***** Dataset *****

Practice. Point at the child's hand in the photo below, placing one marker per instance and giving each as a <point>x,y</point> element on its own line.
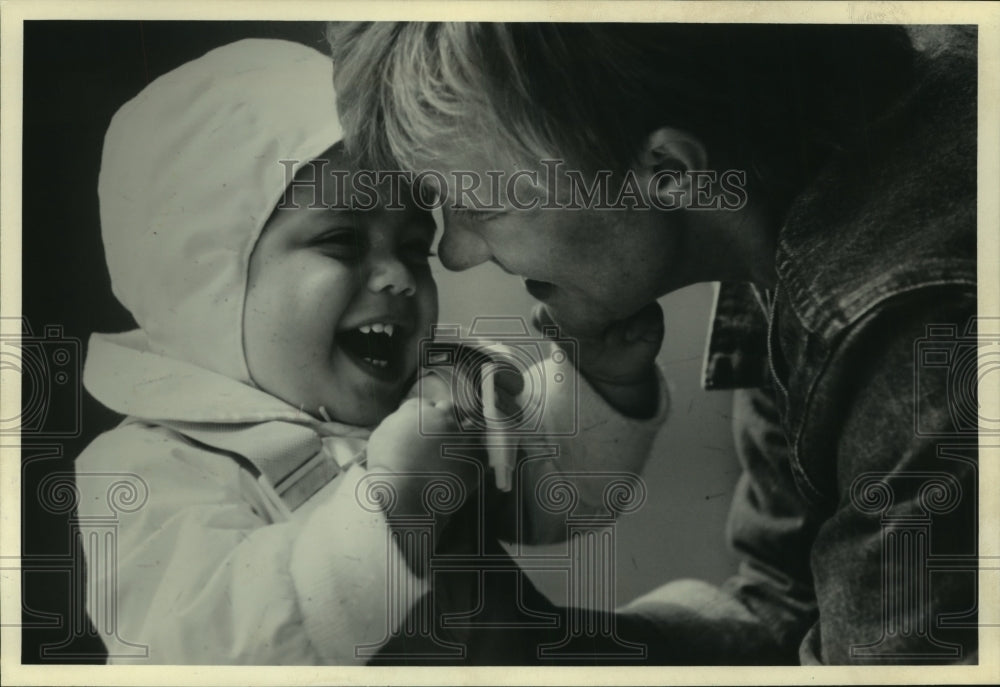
<point>407,447</point>
<point>619,360</point>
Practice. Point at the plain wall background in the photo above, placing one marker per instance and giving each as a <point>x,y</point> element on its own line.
<point>77,74</point>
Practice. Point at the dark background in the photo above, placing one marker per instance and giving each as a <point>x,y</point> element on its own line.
<point>76,75</point>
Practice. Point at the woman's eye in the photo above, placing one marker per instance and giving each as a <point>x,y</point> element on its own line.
<point>417,252</point>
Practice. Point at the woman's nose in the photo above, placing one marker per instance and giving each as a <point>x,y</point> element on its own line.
<point>391,275</point>
<point>460,249</point>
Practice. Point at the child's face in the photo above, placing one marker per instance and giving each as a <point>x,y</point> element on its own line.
<point>337,302</point>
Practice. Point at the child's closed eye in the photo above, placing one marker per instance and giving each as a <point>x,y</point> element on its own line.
<point>341,243</point>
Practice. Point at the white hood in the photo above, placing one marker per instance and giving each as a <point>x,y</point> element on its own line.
<point>191,172</point>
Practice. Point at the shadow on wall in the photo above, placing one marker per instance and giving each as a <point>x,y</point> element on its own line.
<point>679,531</point>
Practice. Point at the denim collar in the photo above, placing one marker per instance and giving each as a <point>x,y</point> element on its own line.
<point>736,354</point>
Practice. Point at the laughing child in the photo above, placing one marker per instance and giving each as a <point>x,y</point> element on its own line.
<point>274,333</point>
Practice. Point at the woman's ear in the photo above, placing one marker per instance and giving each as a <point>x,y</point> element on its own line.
<point>668,155</point>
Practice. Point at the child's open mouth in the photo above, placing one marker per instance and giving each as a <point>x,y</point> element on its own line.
<point>377,347</point>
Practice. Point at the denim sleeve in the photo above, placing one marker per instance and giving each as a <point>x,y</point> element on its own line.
<point>893,559</point>
<point>882,570</point>
<point>760,614</point>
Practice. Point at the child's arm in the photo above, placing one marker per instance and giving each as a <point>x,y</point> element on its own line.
<point>203,578</point>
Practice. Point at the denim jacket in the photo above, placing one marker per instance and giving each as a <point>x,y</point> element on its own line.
<point>855,410</point>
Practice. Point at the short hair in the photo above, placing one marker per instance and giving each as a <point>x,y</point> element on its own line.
<point>591,93</point>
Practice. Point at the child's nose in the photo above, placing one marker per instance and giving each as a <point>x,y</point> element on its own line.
<point>460,249</point>
<point>391,275</point>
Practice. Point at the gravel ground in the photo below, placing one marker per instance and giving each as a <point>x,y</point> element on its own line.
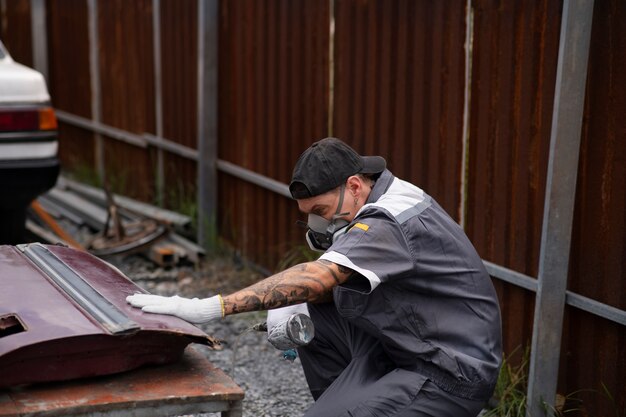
<point>273,386</point>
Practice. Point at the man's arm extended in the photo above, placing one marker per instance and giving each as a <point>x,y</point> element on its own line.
<point>308,282</point>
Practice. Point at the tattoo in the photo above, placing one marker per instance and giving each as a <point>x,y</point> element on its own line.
<point>307,282</point>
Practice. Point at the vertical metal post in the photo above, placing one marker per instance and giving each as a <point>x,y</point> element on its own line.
<point>467,95</point>
<point>94,75</point>
<point>158,95</point>
<point>38,30</point>
<point>208,19</point>
<point>559,205</point>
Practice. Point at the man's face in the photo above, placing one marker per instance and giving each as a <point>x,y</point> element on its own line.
<point>325,205</point>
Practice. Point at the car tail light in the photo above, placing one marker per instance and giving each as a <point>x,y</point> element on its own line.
<point>27,119</point>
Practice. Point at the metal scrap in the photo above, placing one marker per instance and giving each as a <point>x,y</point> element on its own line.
<point>106,224</point>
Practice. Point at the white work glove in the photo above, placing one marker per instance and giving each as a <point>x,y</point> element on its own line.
<point>192,310</point>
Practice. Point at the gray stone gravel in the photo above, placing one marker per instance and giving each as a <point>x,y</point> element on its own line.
<point>273,386</point>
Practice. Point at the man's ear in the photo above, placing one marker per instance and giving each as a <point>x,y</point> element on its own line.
<point>354,185</point>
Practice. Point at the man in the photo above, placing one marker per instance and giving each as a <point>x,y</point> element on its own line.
<point>406,319</point>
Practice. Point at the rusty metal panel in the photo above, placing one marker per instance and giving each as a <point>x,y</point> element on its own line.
<point>76,322</point>
<point>273,69</point>
<point>597,268</point>
<point>16,31</point>
<point>69,79</point>
<point>399,88</point>
<point>127,88</point>
<point>514,56</point>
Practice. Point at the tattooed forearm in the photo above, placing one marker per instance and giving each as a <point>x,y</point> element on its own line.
<point>312,282</point>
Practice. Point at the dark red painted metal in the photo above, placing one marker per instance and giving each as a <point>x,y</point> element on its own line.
<point>56,339</point>
<point>191,380</point>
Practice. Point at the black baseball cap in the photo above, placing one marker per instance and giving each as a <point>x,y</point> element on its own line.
<point>326,165</point>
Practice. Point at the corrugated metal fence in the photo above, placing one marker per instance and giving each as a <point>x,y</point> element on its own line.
<point>457,95</point>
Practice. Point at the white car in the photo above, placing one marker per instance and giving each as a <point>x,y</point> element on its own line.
<point>29,165</point>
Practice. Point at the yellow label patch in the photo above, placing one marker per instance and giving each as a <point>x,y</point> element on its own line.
<point>361,226</point>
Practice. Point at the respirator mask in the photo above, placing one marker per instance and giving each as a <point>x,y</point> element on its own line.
<point>322,232</point>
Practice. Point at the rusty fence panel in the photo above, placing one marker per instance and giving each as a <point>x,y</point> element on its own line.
<point>399,88</point>
<point>16,30</point>
<point>273,72</point>
<point>127,91</point>
<point>593,351</point>
<point>69,79</point>
<point>179,56</point>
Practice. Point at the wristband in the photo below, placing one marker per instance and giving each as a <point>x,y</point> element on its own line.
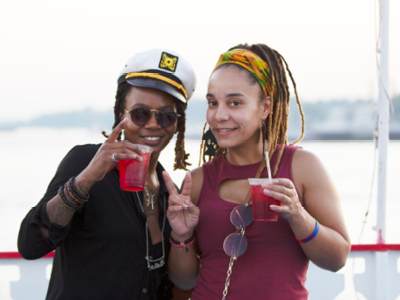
<point>313,235</point>
<point>184,244</point>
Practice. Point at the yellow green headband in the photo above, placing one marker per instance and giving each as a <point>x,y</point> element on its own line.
<point>255,65</point>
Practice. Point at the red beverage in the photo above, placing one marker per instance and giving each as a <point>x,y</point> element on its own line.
<point>133,173</point>
<point>261,203</point>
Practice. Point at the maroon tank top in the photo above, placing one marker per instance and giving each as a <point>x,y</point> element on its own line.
<point>274,265</point>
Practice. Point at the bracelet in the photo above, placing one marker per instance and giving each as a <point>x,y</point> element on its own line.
<point>71,195</point>
<point>64,200</point>
<point>74,192</point>
<point>184,244</point>
<point>313,235</point>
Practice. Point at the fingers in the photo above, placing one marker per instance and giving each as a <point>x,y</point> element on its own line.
<point>187,185</point>
<point>169,183</point>
<point>116,131</point>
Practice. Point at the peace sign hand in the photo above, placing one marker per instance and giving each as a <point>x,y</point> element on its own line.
<point>111,150</point>
<point>182,214</point>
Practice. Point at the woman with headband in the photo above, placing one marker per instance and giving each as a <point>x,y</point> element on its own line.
<point>248,110</point>
<point>110,243</point>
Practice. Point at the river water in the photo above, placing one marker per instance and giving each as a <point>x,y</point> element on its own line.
<point>29,158</point>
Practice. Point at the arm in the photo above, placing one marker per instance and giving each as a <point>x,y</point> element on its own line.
<point>184,266</point>
<point>331,246</point>
<point>45,226</point>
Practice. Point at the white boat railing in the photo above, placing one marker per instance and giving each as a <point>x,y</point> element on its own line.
<point>371,271</point>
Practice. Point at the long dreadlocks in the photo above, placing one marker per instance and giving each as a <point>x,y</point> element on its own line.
<point>278,119</point>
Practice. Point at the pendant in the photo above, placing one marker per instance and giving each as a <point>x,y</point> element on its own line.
<point>156,265</point>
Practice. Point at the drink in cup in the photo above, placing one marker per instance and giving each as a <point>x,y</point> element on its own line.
<point>133,173</point>
<point>261,202</point>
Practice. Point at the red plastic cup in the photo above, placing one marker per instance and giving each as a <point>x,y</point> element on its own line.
<point>261,202</point>
<point>133,173</point>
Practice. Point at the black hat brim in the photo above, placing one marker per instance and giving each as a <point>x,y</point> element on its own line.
<point>158,85</point>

*****

*Given request*: Reproduce only the lines running from the one with "Practice. Point at the arm" through the final line of the listing above, both ends included.

*Exercise result*:
Practice. Point at the arm in the photo above, placing one marker per instance and giving each as a <point>x,y</point> element on its own line.
<point>184,266</point>
<point>331,246</point>
<point>45,226</point>
Practice. Point at the white boat railing in the photo above, placing one marker per instance and giving each as a <point>x,y</point> element on its own line.
<point>371,271</point>
Practice. Point at the long dreadlocks in the photo above, placing one marker per instance and giving each as a <point>x,y</point> element on its own line.
<point>278,119</point>
Practice. Point at the pendant in the photo above, placing one marker per instance and giving each as a <point>x,y</point> element on its own line.
<point>156,265</point>
Practice. Point at the drink in cup in the photo above, placing one marker per instance and giving each as a <point>x,y</point> element on its own line.
<point>133,173</point>
<point>261,202</point>
Practice. Point at the red plastic cup in the photo above, placing one marker per instance and giving each as a <point>x,y</point> element on its own line.
<point>261,202</point>
<point>133,173</point>
Practice. Point at the black hat brim in the photo above, placing one marker per instance and giving each as a <point>x,y</point> element on its own line.
<point>158,85</point>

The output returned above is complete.